To be done:
Reproduce the lines from the one containing "green shrub, locate" through the end of the lines, replacing "distant mountain" with "far-off mountain" and leaving everything else unchanged.

Excerpts of pointing data:
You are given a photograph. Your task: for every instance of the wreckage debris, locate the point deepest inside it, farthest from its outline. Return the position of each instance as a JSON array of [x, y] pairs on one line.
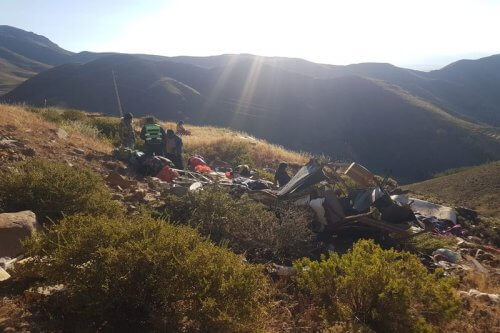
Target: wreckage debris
[[323, 188]]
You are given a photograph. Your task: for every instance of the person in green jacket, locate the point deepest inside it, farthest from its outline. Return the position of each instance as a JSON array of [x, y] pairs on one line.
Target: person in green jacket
[[154, 138], [126, 131]]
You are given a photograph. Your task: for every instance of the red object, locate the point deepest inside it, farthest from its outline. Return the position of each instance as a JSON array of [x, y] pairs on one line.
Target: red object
[[203, 168], [167, 174]]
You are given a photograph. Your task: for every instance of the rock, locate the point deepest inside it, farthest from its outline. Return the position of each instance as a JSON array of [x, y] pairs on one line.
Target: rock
[[4, 275], [13, 228], [28, 152], [485, 297], [37, 293], [115, 179], [6, 144], [178, 190], [61, 134], [79, 151], [137, 195], [118, 196]]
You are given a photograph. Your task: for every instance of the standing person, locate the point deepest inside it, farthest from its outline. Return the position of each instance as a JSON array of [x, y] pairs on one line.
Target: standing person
[[173, 149], [126, 131], [154, 137], [281, 177]]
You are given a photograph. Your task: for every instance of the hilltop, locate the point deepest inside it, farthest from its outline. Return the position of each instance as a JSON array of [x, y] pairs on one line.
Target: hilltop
[[24, 54], [201, 254], [475, 187], [346, 117], [406, 123]]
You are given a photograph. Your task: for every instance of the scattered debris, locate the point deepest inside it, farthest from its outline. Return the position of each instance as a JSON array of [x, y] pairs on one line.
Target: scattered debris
[[446, 255]]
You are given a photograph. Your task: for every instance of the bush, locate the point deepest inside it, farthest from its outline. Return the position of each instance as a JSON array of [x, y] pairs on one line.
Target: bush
[[246, 225], [53, 189], [388, 290], [146, 274]]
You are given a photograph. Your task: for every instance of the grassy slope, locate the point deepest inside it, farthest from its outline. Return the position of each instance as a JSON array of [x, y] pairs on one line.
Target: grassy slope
[[40, 134], [477, 188], [211, 142]]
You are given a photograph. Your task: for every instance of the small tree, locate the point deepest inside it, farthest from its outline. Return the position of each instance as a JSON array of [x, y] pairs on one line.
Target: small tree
[[388, 290]]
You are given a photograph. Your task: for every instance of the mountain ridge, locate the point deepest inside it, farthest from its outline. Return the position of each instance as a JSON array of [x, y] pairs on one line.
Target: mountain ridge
[[414, 123]]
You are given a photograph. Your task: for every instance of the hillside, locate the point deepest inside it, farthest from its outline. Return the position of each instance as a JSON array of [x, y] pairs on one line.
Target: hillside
[[24, 54], [148, 260], [347, 117], [477, 188]]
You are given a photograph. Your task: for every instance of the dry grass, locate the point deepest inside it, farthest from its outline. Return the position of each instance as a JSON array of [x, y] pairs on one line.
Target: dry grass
[[31, 127], [211, 141], [476, 188]]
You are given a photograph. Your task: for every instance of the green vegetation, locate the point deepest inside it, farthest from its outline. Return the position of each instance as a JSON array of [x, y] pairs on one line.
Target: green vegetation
[[390, 291], [122, 274], [53, 189], [248, 227]]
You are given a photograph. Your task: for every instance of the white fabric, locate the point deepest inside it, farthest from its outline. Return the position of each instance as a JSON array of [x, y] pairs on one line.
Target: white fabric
[[426, 208]]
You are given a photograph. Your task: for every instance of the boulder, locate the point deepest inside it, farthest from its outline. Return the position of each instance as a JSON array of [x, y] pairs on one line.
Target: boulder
[[14, 227]]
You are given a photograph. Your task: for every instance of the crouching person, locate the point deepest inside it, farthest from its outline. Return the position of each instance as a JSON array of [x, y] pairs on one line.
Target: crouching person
[[154, 137], [126, 131]]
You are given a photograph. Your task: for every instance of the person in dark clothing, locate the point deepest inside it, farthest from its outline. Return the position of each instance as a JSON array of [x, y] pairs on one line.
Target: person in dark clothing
[[281, 177], [173, 149], [154, 137], [126, 131]]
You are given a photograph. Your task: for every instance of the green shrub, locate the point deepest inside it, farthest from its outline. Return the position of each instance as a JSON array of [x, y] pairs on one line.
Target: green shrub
[[53, 189], [146, 274], [73, 115], [246, 225], [388, 290]]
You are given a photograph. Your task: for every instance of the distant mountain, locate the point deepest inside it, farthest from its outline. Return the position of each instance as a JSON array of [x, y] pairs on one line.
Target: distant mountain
[[24, 54], [348, 116], [389, 118]]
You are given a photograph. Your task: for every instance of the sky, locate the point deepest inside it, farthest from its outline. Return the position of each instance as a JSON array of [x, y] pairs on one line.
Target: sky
[[419, 34]]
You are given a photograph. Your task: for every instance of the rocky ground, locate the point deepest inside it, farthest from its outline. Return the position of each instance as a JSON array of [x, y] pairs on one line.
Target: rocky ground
[[478, 270]]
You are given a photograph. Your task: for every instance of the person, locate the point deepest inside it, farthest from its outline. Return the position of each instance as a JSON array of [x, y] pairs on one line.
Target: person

Written reply:
You are given a photograph. Your task: for every instance of the green shrub, locate the point deepest inside it, farthest from its outline. Return the position of each instance as a JSON array of [x, y] pairs on one line.
Target: green shrub
[[53, 189], [146, 274], [73, 115], [246, 225], [388, 290]]
You are given a photograph. Your task: for every instance of the far-off mountain, locate the point deepest inside it, farthest from its outline. Return the position of each instance as a JSON array of [x, y] pairs on one line.
Target: far-off mountain
[[24, 54], [348, 116], [389, 118]]
You are given a photograph. Your task: for every instance of the sky, locate the point deepest inside it, farthest from its outline. Return the position of each instance as a JSON array of [x, y] pairs on one line.
Target: sky
[[419, 34]]
You are given a photograph. Your task: for every instance of the rocky ground, locate the point deepest inside it, farthest from its outline. Return the position of each instance as a JSON array of [x, y] pairs on one line.
Target: rocky ground
[[478, 270]]
You are given a photograph. Your task: for every instance of the person, locate the point deepest inside it, farthest from its outline. Return the position of each instance as a JSON array of [x, y] pairs on one line.
Target: person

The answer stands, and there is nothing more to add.